[Point labeling dataset excerpts]

= = = = = = =

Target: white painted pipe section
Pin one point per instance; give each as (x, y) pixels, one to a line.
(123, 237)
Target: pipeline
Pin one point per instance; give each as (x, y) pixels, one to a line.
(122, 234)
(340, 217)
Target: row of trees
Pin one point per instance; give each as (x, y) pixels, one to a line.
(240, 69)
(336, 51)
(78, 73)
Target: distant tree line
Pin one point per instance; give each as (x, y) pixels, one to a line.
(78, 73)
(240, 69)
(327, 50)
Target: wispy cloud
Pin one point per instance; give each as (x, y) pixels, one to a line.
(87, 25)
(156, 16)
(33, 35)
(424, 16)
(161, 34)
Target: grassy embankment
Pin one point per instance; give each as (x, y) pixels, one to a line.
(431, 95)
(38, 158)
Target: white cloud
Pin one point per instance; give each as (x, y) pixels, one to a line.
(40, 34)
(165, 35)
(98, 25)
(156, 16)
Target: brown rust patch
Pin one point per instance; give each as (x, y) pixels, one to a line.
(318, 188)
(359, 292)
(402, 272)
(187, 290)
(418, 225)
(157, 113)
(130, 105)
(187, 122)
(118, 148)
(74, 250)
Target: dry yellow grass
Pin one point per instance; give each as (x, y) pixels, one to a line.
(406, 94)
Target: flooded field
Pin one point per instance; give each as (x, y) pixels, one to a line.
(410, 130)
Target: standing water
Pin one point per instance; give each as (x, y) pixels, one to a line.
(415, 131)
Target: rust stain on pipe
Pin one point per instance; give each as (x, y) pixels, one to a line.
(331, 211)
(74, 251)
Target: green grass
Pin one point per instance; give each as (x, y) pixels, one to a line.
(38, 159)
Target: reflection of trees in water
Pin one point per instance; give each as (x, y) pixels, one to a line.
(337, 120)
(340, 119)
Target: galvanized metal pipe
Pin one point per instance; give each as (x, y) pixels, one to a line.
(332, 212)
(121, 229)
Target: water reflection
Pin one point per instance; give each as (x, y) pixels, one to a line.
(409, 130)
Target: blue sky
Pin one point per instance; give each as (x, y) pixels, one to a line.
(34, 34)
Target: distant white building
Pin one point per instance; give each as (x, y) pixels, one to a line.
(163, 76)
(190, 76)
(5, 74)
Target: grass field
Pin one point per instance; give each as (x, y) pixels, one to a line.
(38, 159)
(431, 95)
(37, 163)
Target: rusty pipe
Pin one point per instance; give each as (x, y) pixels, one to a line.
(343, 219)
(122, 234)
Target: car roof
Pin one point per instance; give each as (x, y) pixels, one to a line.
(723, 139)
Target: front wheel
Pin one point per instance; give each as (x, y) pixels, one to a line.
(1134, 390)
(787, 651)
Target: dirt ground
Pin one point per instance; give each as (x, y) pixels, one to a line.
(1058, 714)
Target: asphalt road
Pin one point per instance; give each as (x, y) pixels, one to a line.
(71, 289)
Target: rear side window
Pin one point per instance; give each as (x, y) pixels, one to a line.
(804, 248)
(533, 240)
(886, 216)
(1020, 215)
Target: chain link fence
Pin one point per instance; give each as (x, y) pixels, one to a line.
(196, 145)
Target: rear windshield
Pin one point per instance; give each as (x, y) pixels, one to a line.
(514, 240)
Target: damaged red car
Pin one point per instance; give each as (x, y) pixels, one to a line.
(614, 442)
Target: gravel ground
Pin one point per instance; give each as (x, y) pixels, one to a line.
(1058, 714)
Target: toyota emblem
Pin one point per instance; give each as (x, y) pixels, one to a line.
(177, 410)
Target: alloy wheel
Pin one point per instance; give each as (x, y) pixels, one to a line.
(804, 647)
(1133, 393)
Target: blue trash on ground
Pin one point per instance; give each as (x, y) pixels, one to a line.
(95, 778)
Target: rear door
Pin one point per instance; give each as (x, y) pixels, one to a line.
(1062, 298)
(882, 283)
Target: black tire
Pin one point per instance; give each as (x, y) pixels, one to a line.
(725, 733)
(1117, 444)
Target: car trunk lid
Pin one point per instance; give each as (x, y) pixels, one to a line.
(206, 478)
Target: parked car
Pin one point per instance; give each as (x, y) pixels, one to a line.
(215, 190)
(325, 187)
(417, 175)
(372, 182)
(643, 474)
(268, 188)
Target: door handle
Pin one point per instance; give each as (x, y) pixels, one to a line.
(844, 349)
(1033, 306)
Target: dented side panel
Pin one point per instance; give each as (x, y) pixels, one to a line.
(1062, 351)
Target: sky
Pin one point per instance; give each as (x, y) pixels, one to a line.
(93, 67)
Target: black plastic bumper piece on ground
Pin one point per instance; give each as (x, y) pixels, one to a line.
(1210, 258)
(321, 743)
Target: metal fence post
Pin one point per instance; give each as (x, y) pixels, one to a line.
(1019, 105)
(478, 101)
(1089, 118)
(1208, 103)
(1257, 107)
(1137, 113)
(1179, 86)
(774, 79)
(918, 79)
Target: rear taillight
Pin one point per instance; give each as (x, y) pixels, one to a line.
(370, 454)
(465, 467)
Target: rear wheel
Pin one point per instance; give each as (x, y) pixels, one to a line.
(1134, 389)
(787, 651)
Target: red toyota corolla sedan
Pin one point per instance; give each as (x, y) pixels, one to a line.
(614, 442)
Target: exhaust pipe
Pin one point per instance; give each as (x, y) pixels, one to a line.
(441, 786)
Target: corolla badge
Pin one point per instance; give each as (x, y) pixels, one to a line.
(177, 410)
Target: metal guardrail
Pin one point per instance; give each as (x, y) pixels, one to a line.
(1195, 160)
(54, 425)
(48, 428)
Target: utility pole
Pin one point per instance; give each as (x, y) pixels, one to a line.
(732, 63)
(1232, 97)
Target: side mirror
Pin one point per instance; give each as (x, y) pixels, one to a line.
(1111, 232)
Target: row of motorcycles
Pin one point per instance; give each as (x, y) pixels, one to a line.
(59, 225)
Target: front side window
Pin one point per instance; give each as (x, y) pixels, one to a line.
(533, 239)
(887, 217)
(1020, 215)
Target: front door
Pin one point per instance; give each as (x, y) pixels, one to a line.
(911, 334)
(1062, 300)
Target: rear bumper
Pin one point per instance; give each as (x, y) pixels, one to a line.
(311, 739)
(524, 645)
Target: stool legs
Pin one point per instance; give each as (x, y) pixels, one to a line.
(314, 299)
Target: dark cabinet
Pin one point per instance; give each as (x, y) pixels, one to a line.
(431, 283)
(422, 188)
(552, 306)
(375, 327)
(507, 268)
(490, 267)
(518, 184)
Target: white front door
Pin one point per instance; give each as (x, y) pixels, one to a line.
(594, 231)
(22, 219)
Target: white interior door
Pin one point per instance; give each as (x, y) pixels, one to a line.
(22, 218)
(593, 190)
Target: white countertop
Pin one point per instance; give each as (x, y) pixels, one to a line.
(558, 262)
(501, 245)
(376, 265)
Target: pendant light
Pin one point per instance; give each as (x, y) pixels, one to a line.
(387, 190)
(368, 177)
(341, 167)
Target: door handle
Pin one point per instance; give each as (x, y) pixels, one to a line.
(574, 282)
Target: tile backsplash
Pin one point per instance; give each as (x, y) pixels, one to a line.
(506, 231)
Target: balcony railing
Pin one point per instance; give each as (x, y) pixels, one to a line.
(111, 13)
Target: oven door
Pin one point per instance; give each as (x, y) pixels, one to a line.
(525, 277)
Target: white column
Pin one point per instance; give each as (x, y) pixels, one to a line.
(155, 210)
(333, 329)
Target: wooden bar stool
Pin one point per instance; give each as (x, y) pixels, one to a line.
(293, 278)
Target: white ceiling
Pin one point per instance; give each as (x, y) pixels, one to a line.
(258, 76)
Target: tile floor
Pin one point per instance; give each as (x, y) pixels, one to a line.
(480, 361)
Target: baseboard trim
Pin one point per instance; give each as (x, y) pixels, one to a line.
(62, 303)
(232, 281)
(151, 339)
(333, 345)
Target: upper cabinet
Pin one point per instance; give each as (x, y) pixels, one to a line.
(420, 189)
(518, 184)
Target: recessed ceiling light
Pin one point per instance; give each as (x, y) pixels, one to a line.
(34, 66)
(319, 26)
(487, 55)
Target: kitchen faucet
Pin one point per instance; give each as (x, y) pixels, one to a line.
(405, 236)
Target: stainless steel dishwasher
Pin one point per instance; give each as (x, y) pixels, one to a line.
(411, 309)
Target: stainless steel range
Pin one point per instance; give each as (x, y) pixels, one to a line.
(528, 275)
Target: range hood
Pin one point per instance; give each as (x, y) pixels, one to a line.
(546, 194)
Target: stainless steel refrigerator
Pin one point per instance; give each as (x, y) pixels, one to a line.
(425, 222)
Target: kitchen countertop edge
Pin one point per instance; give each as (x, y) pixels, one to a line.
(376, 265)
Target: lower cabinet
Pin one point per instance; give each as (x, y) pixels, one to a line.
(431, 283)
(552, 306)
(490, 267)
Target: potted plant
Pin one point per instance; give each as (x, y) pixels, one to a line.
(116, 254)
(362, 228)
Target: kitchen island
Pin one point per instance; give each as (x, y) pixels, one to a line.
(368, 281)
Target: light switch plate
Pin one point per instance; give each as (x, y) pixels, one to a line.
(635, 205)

= = = = = = =

■ **WORK TO BE COMPLETED**
Beginning at the line that contains "Target: stainless steel dishwasher", retype each line of the listing up to and including the last one, exactly as it stands, and nothing else.

■ **TASK SOLUTION**
Target: stainless steel dishwasher
Pin one point per instance; give each as (x, y) pixels, one to a line.
(411, 309)
Target: stainless steel range
Pin one point per instance; give each as (x, y) pixels, one to a line.
(528, 275)
Target: range hood
Pin one point per instance; give each as (x, y) pixels, one to a line.
(546, 194)
Target: stainless steel refrigerator
Pin one point per instance; give each as (x, y) pixels, one to a line.
(425, 222)
Target: kitchen countertop edge
Pin one point per instance; give each as (x, y) pixels, one to a line.
(376, 265)
Target: lower cabinet
Pin one point per instance; give each as (x, y) pixels, one to a line.
(431, 283)
(552, 306)
(490, 267)
Target: potted plant
Pin one point per instance; give each as (x, y) pixels, one to a line.
(116, 254)
(362, 228)
Target: kitchen island
Pin one point per instance; give each as (x, y) pixels, one to a line.
(368, 281)
Target: light switch plate
Pin one point per instance; give each as (x, y) pixels, one to a line.
(635, 205)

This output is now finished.